**Task instructions:** Copy each entry as it stands, leaving nothing out.

**Raw records:**
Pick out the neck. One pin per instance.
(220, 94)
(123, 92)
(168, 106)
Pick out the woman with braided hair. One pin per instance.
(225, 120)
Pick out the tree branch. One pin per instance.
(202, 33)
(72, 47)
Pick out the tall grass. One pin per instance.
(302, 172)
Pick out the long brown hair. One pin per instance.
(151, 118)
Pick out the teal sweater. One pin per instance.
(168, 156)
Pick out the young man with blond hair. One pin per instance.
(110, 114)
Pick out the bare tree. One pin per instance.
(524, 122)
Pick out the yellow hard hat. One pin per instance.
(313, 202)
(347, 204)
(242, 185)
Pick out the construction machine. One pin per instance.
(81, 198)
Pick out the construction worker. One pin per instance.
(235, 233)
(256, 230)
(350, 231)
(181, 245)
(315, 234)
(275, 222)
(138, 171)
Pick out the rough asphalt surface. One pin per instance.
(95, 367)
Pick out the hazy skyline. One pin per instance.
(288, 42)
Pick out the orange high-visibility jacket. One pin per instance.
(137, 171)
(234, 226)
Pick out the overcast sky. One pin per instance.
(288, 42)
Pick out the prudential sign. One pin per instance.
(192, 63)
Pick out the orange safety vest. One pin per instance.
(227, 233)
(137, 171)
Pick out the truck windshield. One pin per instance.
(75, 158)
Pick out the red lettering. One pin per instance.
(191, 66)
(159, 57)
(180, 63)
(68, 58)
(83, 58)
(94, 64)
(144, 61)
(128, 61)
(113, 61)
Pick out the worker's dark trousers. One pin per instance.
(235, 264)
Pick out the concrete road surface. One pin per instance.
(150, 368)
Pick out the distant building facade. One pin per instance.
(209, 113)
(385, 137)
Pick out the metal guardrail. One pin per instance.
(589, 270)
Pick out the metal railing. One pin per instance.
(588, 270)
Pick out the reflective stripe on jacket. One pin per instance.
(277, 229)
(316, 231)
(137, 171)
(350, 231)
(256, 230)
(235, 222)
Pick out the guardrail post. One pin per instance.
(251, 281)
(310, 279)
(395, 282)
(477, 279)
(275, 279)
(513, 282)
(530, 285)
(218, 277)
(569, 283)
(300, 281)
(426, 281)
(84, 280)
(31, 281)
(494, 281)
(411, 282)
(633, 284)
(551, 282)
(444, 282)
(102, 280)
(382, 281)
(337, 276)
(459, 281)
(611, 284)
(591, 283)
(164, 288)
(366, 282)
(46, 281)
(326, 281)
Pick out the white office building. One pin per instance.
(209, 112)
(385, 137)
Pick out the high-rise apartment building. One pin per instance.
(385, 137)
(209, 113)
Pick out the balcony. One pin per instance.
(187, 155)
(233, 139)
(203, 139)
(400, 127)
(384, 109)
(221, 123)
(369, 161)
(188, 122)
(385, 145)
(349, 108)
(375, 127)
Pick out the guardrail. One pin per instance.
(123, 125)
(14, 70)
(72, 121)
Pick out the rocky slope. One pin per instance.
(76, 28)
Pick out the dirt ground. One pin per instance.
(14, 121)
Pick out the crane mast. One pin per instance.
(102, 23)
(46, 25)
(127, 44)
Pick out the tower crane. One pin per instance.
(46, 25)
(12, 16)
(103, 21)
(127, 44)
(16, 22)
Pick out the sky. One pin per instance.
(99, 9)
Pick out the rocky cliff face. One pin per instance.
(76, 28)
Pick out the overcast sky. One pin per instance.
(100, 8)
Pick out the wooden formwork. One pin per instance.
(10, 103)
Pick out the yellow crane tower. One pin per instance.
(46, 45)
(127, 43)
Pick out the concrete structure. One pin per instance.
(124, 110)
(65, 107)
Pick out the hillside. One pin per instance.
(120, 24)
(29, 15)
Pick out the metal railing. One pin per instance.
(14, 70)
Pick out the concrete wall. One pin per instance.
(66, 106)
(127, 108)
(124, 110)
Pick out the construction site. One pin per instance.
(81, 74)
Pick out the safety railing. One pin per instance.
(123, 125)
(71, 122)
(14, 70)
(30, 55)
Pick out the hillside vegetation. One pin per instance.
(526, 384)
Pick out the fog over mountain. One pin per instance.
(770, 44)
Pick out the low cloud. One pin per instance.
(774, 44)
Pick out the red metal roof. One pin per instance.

**Task answer:**
Pick out the neck. One pin per instance.
(220, 94)
(123, 92)
(168, 106)
Pick out the woman with braided hair. One pin per instance.
(225, 120)
Pick out the tree branch. One pin per instance.
(202, 33)
(72, 47)
Pick out the tall grass. One pin per instance.
(302, 172)
Pick out the long brown hair. One pin per instance.
(151, 118)
Pick out the teal sweater. One pin per instance.
(168, 156)
Pick out the young man with blond hair. One pin per instance.
(110, 114)
Pick out the bare tree. One pin per instance.
(524, 122)
Pick out the yellow hard hat. One pin per instance.
(313, 202)
(347, 204)
(242, 185)
Pick out the construction machine. One pin per instance.
(81, 198)
Pick out the construction worker. One pin per instance.
(235, 233)
(256, 230)
(350, 231)
(181, 245)
(315, 234)
(275, 222)
(138, 171)
Pick out the rough asphalt surface. One pin per instance.
(95, 367)
Pick out the hazy skyline. One pin per instance.
(288, 42)
Pick out the orange high-visibility jacket. One pin per instance.
(137, 171)
(234, 226)
Pick out the overcast sky. One pin per instance.
(288, 42)
Pick out the prudential sign. One pin per instance.
(192, 63)
Pick out the orange safety vest. One pin per instance.
(227, 233)
(137, 171)
Pick out the truck windshield. One pin per instance.
(75, 158)
Pick out the red lettering. One pin per instance.
(191, 66)
(159, 57)
(180, 63)
(68, 58)
(83, 58)
(94, 64)
(144, 61)
(128, 61)
(113, 61)
Pick out the worker's dark trousers. One pin per instance.
(235, 264)
Pick out the concrete road surface. One pin per instance.
(150, 368)
Pick out the distant building facade. One pin per instance.
(209, 113)
(385, 137)
Pick out the metal guardrail. One pin per instance.
(589, 270)
Pick out the metal railing. One pin per instance.
(588, 270)
Pick out the reflective stripe on jacket. One pin per instance.
(277, 229)
(316, 231)
(137, 171)
(350, 231)
(256, 230)
(235, 222)
Pick out the guardrail post. One pin per instance.
(251, 281)
(310, 279)
(395, 282)
(477, 279)
(275, 279)
(513, 282)
(530, 285)
(218, 277)
(569, 283)
(300, 281)
(426, 281)
(84, 280)
(31, 281)
(494, 281)
(411, 282)
(633, 284)
(551, 282)
(444, 282)
(102, 280)
(382, 281)
(337, 276)
(459, 281)
(611, 284)
(591, 283)
(164, 288)
(366, 282)
(46, 281)
(326, 281)
Pick out the white office building. One pin per instance.
(209, 112)
(385, 137)
Pick out the high-rise apartment building. One pin per instance.
(385, 137)
(209, 113)
Pick out the balcony. One pin per instance.
(187, 155)
(233, 139)
(203, 139)
(400, 127)
(384, 109)
(221, 123)
(369, 161)
(188, 122)
(385, 145)
(349, 108)
(375, 127)
Pick out the guardrail. One pin per instance.
(123, 125)
(14, 70)
(72, 121)
Pick out the rocky slope. One pin per instance.
(76, 28)
Pick out the dirt ground. One pin per instance.
(14, 121)
Pick out the crane mast. One pin per instance.
(102, 23)
(46, 25)
(127, 44)
Pick out the tower crane. One pin per instance.
(46, 25)
(12, 16)
(103, 21)
(127, 44)
(16, 22)
Pick out the sky. One pin per instance.
(99, 9)
Pick out the rocky cliff face. One pin per instance.
(76, 28)
Pick out the overcast sky. One pin per instance.
(100, 8)
Pick out the wooden formwork. One pin per instance.
(10, 103)
Pick out the yellow crane tower. One pin per instance.
(46, 45)
(127, 43)
Pick out the concrete structure. One pin per instance.
(124, 110)
(65, 107)
Pick out the hillside. One pin per instance.
(120, 24)
(29, 15)
Pick out the metal railing. One pin per instance.
(14, 70)
Pick out the concrete wall. One pin per instance.
(66, 106)
(127, 108)
(124, 110)
Pick out the construction site. One pin per instance.
(81, 74)
Pick out the safety railing. One pin per instance.
(123, 125)
(71, 122)
(14, 70)
(30, 55)
Pick out the hillside vegetation. One pin per instance.
(526, 384)
Pick out the fog over mountain. One pin per instance.
(770, 44)
Pick out the low cloud. One pin per instance.
(774, 44)
Pick out the red metal roof. One pin per instance.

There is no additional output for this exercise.